━━━━━ MATERIAL TO PROCESS
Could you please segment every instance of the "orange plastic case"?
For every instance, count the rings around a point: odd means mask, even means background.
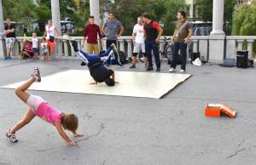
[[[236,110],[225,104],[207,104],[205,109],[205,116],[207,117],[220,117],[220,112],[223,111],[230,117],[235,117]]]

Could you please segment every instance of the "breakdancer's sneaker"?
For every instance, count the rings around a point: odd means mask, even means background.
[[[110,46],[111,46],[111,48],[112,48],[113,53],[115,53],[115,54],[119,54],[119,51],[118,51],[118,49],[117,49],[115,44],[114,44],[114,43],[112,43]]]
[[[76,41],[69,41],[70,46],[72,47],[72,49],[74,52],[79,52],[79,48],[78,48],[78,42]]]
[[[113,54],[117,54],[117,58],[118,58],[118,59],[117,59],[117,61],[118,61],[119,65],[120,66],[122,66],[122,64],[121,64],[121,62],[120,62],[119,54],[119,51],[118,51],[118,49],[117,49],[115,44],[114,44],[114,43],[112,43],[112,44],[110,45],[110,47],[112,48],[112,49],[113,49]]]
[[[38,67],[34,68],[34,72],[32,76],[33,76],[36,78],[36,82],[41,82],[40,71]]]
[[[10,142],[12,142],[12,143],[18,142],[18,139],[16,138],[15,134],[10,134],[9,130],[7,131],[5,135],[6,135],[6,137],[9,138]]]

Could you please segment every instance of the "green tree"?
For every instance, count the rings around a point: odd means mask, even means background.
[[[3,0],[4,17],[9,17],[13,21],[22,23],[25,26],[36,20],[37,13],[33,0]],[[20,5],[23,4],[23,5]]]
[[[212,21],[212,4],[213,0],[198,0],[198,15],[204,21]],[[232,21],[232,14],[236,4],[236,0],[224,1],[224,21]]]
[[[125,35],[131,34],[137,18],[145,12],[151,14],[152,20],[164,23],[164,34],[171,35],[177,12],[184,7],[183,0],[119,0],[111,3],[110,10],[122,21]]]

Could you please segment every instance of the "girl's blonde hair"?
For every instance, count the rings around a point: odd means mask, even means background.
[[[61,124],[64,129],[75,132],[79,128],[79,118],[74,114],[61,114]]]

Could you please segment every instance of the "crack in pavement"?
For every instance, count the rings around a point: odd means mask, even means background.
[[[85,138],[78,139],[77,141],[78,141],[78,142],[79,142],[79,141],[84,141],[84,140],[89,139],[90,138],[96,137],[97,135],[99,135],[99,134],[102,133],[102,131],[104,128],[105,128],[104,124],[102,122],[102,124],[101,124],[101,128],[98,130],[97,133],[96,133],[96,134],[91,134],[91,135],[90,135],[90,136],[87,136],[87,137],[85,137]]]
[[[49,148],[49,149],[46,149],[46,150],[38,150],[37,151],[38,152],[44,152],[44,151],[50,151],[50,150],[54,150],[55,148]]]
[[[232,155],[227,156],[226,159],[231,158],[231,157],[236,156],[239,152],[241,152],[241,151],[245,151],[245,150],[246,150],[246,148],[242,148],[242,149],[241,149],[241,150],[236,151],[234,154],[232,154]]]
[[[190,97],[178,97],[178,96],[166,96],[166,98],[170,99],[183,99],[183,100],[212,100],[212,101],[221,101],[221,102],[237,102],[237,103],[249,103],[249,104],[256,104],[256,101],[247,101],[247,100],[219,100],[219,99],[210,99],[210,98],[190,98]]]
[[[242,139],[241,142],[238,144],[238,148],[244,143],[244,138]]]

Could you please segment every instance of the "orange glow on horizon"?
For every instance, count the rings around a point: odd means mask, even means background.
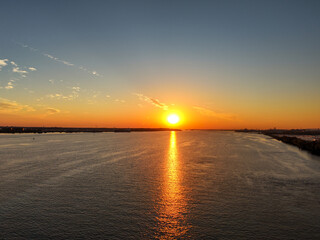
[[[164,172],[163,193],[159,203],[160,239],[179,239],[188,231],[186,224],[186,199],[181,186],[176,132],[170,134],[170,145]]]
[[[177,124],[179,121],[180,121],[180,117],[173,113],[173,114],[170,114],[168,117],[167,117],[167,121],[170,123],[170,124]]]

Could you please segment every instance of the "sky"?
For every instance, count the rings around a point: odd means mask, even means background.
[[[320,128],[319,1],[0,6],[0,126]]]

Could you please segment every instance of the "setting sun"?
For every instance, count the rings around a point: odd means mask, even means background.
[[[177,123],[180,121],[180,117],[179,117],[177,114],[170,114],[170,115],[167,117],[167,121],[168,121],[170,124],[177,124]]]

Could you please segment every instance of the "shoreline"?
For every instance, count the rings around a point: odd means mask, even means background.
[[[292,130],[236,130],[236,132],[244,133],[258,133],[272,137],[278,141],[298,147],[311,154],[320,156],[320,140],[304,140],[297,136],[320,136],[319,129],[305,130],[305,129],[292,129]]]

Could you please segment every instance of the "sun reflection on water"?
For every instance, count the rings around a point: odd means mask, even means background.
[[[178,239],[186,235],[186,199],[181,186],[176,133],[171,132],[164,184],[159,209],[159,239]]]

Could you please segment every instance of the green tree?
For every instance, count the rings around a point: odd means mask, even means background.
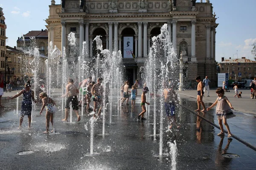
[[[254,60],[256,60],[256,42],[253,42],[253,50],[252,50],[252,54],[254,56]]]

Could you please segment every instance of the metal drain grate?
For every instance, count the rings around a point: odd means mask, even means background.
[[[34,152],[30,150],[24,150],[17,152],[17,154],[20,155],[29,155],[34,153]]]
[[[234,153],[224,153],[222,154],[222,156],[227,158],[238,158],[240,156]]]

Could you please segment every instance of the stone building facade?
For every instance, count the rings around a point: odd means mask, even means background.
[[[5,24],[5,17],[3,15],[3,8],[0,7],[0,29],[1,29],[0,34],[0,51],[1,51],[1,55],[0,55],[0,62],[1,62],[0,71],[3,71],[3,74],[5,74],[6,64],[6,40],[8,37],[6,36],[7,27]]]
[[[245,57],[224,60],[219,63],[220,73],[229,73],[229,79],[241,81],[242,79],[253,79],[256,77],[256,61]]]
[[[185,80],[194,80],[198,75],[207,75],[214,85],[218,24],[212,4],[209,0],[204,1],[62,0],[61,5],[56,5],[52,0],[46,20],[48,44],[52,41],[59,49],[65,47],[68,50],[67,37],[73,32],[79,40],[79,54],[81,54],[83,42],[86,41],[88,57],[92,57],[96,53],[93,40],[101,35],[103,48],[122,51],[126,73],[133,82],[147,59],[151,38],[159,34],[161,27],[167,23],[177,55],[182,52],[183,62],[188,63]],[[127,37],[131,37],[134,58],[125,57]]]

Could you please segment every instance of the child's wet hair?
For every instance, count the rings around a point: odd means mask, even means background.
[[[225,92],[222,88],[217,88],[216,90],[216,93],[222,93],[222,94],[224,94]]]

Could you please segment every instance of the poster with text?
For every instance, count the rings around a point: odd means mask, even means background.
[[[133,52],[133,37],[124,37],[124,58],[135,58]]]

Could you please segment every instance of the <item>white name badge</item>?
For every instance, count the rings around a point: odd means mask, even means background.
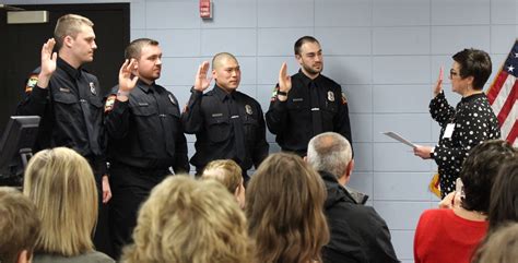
━━━━━━━━━━
Pick out every line of the material above that contains the string "orange" and copy each one. Letter case counts.

* **RESPONSE**:
Could you please segment every instance of the "orange plastic case"?
Could you please segment every instance of the "orange glow on horizon"?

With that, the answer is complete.